Task directions: Copy out the records below verbatim, from the line containing "Place one point on every instance of the shiny" down to the line containing "206), (754, 314)]", including both of those lines and nothing else.

Given information:
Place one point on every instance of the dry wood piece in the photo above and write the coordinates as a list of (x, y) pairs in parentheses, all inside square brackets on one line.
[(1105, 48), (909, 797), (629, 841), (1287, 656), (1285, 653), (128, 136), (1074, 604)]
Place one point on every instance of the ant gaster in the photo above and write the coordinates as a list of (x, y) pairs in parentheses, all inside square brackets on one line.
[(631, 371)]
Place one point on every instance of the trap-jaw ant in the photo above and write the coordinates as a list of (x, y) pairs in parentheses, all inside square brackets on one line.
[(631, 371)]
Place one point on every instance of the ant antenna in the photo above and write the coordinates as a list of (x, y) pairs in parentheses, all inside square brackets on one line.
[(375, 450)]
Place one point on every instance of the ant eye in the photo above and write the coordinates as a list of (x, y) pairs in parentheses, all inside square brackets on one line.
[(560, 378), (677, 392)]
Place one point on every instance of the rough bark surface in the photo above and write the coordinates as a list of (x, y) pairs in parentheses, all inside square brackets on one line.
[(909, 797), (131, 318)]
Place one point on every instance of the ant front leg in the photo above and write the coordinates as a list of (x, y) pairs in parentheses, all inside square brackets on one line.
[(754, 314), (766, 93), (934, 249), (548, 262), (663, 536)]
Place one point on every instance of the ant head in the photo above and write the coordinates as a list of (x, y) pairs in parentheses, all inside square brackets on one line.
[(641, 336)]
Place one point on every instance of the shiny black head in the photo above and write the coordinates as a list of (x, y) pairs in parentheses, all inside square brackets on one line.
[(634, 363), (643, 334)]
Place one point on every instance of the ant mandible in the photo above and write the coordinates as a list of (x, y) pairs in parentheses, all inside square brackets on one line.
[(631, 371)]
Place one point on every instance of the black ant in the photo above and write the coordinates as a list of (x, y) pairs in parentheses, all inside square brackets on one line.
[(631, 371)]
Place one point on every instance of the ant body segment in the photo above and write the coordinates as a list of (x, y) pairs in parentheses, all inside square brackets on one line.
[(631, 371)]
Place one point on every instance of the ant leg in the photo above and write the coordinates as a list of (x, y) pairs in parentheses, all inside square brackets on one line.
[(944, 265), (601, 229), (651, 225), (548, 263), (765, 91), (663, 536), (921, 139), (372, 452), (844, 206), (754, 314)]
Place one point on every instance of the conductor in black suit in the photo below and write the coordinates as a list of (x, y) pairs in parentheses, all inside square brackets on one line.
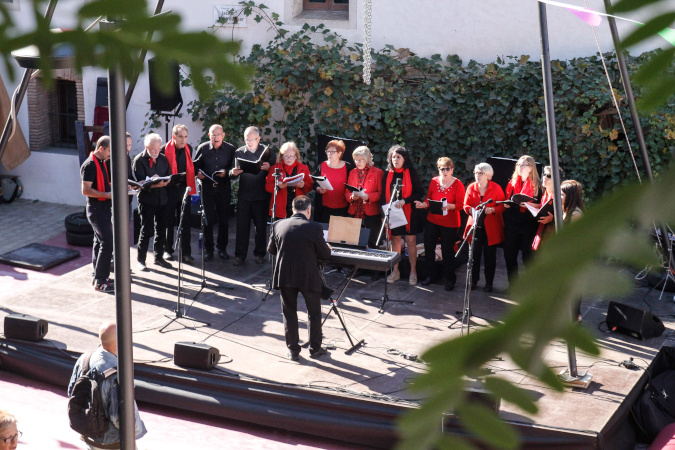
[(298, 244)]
* * *
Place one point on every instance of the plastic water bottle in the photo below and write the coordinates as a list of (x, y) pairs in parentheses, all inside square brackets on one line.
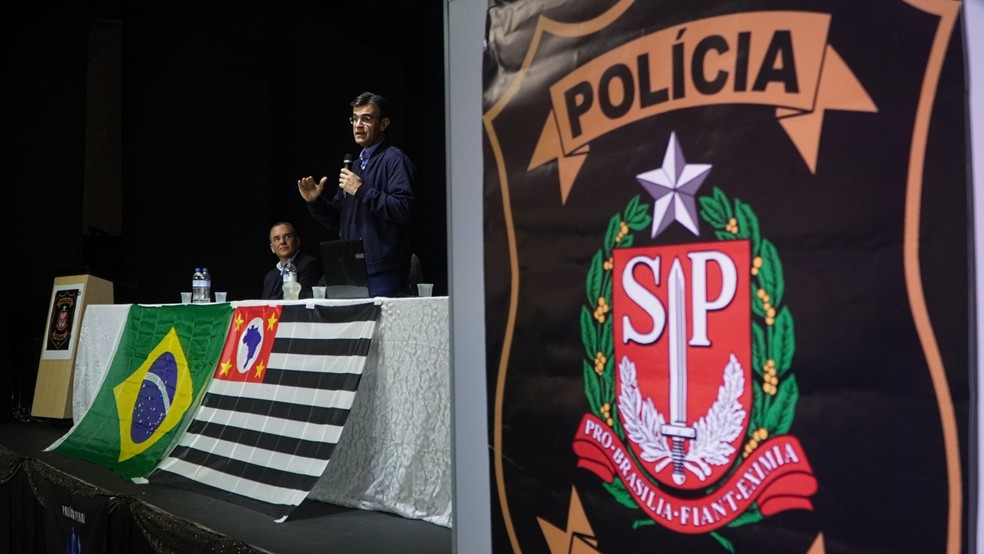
* * *
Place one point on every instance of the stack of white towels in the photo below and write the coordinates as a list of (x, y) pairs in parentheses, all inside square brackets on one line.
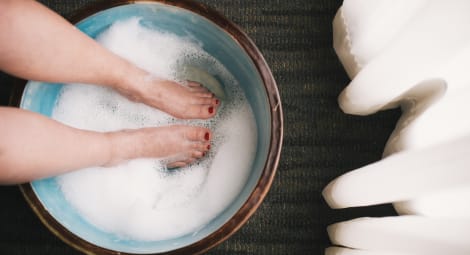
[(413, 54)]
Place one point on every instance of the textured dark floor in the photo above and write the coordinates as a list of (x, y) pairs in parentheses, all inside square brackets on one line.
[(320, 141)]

Expected answer:
Place one point on every instance of the shiny black head in the photo above and write the coordinates as a list of (x, y) pairs in parentheses, all inside square brackets on one line.
[(634, 363), (643, 334)]
Place one point on every instance of the ant mandible in the photo above and write the coordinates as a list of (x, y) pairs in parentheses, all inside square brackets on one line.
[(631, 371)]
Place one point on every instance of the black ant in the photo above and write the coordinates as a list of (x, y) pairs in parentheses, all inside square brackets on one line.
[(631, 371)]
Place one point on every instance of the ant body segment in the photo above and write the coordinates as a list of (x, y) pairs in parentheses, all inside square brackets on one line.
[(631, 371)]
Place one point on every instance of the ant leg in the photo above and write the coordinates as a list of (x, y) pairs in parentheses, all inside square brackets on one line.
[(944, 265), (601, 229), (651, 225), (548, 263), (765, 91), (663, 536), (921, 139), (372, 452), (844, 206), (754, 314)]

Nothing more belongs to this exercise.